• Your instructions:
Answer these questions using the article on diet versus medicine for IBS:
(a) What share of the adult population does IBS affect?
(b) How many participants made up the modified intention-to-treat cohort?
(c) What change in IBS-SSS score defined a response to the 4-week intervention?

• Supplied passage:
More participants consuming either of 2 common IBS dietary regimens experienced significant and sustained symptom relief vs those given pharmacotherapy.

Food vs Medicine for IBS: Dietary Measures First, New Study Suggests  / image credit  IBS ©Yurii Kibalnik/stock.adobe.com
©Yurii Kibalnik/stock.adobe.com

Among adults with moderate or severe symptoms of irritable bowel syndrome (IBS), more than 70% of those who followed either of 2 dietary interventions had a statistically significant reduction in symptoms after 4 weeks compared to 58% of those receiving optimized pharmacotherapy, according to study findings published in The Lancet Gastroenterology and Hepatology.1

After 6 months, when participants in the dietary change groups had partially returned to previous eating patterns, nearly two-thirds continued to report significant relief of symptoms, prompting study authors to suggest that dietary interventions might be an effective approach to first-line IBS treatment.1

IBS is described as a disorder of gut-brain interactions that affects approximately 4% of the adult population. While symptoms include chronic or recurrent abdominal discomfort and irregular bowel habits, results of routine clinical tests and investigations are normal, study authors wrote.1 Specific dietary modifications are typically used as first-line treatment with appropriate pharmacologic interventions chosen to target a most bothersome symptom.1

When more restrictive dietary measures are needed, a regimen low in fermentable oligosaccharides, disaccharides, monosaccharides, and polyols (FODMAPs) is often prescribed or one that has high fiber content, low total carbohydrates, and high proportions of protein and fat.1 Study authors, led by Sanna Nybacka, PhD, Sahlgrenska Academy, University of Gothenburg, Gothenburg, Sweden, described a dearth of research either comparing dietary approaches to IBS symptom management or comparing dietary approaches to medical treatment of the predominant gastrointestinal (GI) symptoms. Their study was designed to compare 3 options: a FODMAP diet plus traditional IBS dietary advice (FODMAP+); a low-carbohydrate diet, and pharmacologic treatment.1

For the single-center, single-blind randomized controlled trial Nybacka and fellow researchers enrolled individuals at a specialized outpatient clinic at the Sahlgrenska University Hospital, screening those aged 18 years and older with moderate-to-severe IBS (Rome IV criteria, IBS Severity Scoring System (IBS-SSS) score of 175 or greater, and no reported serious diseases or food allergies.

A total of 1104 individuals were assessed for eligibility between January 2017 and September 2021. The modified intention-to-treat cohort numbered 294 participants (18% men, mean age 38 years) who were randomly assigned in a 1:1:1 ratio to receive dietary or medical intervention as follows: FODMAP+ diet (n = 96); low carbohydrate diet (n = 97); and optimized medical therapy (n = 101). Participants followed the assigned regimens for 4 weeks. All were masked to the dietary intervention, but medication was open label.

The primary end point of interest was the proportion of participants in each group with a response to the 4-week intervention, defined as a reduction of 50 or more in IBS-SSS relative to baseline score.

• Dataset extract:
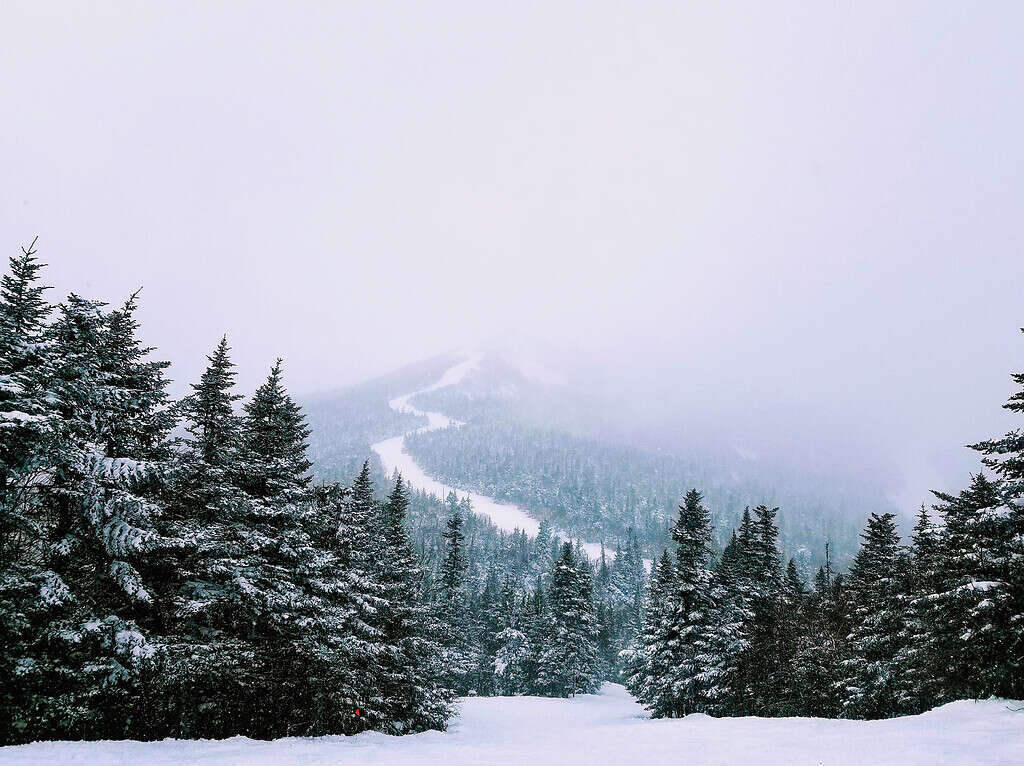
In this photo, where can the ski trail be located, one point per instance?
(393, 457)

• Solution to this exercise:
(a) Approximately 4%.
(b) 294 participants.
(c) A reduction of 50 or more relative to the baseline score.